Lines in the listing below that hold "woman" are the ones to copy.

++++

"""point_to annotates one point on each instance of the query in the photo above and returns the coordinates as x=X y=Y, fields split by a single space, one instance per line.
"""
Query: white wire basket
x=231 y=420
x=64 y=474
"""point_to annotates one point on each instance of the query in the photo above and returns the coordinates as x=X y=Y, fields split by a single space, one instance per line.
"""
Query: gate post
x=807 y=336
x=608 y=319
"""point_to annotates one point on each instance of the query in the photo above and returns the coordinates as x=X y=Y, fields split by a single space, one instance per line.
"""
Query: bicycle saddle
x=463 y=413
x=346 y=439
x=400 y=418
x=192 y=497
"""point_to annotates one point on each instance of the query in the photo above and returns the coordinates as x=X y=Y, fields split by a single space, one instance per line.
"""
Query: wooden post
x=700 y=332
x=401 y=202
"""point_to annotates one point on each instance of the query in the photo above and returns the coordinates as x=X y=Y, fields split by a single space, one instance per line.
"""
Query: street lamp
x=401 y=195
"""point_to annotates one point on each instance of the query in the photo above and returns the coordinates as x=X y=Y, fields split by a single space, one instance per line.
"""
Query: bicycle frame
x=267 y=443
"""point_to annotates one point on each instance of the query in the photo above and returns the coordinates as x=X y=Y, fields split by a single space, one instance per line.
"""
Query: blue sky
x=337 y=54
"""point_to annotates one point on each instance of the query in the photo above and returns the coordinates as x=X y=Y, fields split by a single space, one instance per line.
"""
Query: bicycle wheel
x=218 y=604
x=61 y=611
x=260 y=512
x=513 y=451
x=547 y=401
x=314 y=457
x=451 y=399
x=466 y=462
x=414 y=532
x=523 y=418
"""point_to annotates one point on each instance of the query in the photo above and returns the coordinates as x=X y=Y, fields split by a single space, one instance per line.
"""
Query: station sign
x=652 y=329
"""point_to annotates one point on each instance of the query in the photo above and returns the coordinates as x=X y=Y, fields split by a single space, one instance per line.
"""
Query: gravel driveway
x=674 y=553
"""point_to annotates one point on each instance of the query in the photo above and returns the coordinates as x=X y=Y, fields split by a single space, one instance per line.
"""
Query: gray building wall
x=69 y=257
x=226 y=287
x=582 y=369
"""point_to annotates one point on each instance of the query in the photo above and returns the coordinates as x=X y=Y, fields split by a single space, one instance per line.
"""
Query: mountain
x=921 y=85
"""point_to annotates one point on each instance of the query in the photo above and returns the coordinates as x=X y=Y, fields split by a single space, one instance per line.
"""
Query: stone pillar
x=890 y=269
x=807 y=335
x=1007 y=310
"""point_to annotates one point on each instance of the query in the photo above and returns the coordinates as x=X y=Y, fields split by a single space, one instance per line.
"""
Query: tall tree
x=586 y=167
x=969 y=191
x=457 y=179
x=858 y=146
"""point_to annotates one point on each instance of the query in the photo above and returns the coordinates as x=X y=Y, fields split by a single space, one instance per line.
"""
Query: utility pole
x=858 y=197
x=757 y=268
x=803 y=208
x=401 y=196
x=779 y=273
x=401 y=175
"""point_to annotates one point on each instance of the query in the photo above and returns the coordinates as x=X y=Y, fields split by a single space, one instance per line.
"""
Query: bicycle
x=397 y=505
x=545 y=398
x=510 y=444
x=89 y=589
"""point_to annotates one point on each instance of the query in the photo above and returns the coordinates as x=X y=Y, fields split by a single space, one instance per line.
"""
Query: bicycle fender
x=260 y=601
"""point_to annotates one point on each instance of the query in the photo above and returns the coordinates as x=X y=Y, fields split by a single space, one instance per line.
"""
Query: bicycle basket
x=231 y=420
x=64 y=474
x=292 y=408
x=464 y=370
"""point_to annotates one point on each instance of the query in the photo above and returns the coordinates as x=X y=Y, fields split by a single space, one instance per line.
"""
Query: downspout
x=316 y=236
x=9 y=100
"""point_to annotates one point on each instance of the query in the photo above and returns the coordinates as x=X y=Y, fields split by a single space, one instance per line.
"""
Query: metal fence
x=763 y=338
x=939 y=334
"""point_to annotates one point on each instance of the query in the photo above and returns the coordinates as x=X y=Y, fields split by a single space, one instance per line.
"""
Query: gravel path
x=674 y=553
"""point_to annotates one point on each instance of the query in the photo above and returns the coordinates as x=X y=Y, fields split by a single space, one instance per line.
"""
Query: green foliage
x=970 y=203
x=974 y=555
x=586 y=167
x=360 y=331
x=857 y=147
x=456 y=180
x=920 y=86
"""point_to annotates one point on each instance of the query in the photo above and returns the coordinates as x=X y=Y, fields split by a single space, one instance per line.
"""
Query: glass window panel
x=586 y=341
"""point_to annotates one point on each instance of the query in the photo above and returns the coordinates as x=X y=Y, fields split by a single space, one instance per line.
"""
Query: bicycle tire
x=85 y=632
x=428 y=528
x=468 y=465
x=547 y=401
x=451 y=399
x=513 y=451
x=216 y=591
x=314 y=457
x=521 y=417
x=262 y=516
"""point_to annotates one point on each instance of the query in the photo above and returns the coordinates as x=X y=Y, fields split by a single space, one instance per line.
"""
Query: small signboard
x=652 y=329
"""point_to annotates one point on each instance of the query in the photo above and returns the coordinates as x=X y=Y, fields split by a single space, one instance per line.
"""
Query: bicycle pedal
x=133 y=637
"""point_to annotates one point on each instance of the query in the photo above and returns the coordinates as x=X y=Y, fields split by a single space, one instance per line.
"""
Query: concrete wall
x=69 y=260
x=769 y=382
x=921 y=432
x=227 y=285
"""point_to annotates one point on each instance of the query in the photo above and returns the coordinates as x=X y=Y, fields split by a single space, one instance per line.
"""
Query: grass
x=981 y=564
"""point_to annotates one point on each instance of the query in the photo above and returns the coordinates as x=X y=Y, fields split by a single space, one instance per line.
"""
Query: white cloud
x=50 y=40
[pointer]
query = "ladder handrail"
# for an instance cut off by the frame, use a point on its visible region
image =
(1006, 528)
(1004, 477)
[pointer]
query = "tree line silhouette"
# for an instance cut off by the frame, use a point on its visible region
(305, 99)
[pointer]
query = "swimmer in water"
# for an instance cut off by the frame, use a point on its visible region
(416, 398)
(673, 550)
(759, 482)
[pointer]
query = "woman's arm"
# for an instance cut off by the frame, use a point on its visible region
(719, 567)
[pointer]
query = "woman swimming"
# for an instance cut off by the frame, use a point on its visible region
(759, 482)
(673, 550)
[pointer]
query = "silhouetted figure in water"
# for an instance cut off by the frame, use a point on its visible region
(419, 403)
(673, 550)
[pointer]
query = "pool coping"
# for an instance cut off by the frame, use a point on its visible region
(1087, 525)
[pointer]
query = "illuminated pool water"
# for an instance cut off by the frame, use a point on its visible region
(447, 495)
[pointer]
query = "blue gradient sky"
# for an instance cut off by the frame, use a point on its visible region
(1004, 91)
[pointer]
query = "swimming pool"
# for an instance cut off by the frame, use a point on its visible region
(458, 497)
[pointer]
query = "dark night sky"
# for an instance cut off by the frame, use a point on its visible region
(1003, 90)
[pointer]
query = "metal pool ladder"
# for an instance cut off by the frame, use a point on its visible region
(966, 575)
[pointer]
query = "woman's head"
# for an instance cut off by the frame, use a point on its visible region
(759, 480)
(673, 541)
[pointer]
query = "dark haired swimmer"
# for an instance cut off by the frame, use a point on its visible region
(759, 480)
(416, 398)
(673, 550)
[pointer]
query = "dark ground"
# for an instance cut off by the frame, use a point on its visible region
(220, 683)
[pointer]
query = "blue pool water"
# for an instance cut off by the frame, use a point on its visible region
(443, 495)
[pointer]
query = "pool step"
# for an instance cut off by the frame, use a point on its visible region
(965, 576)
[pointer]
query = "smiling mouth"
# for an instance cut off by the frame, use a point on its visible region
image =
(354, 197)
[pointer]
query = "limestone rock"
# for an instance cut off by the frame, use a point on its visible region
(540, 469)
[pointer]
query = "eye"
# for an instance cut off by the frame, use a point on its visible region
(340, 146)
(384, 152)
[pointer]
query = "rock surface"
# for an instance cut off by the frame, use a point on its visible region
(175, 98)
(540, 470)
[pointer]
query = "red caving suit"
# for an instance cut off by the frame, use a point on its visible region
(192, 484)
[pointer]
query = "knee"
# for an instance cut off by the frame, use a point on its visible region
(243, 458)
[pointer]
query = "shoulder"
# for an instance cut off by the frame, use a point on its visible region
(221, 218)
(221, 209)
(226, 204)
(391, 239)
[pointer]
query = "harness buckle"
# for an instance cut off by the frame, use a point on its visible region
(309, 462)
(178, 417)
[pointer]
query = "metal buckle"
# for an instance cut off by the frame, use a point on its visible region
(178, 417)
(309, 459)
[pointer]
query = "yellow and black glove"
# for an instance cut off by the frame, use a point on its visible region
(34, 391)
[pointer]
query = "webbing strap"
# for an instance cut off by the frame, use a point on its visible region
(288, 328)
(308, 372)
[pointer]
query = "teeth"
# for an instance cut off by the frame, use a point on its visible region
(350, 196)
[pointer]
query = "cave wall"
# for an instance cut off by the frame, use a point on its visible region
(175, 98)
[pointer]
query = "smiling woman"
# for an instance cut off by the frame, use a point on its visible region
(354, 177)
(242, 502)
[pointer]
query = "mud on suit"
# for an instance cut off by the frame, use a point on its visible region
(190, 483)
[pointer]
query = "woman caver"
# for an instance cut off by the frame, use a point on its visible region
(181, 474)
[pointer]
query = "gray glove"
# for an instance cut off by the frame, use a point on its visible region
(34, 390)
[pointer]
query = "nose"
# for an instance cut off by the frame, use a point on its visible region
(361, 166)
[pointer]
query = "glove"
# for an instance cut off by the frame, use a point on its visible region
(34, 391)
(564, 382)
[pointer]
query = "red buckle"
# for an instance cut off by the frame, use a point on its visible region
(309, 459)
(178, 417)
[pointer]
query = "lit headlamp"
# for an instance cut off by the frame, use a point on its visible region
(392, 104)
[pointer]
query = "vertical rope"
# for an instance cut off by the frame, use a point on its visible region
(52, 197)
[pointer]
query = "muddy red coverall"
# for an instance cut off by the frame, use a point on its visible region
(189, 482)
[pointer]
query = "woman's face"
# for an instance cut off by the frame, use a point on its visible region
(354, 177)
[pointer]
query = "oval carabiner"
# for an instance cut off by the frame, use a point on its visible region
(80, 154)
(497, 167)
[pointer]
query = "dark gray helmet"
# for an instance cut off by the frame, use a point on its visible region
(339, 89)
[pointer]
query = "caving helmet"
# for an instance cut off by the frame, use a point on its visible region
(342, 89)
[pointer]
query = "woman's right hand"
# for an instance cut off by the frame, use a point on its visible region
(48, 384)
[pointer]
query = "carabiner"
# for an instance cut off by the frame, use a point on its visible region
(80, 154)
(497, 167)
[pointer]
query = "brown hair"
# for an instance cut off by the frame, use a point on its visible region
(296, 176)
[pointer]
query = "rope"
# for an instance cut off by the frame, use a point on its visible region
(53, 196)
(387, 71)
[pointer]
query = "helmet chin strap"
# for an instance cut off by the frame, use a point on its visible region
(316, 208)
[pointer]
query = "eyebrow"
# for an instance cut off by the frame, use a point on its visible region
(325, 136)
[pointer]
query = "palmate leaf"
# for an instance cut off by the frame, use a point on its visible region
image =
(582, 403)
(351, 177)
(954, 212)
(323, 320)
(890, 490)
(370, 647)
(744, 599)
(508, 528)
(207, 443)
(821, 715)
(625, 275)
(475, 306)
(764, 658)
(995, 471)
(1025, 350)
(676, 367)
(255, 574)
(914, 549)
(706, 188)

++++

**ANSWER TO THIS TASK**
query = "woman's arm"
query = "woman swimming"
query = "woman's head"
query = "smiling woman"
query = "woman caver"
query = "woman's face"
query = "woman's right hand"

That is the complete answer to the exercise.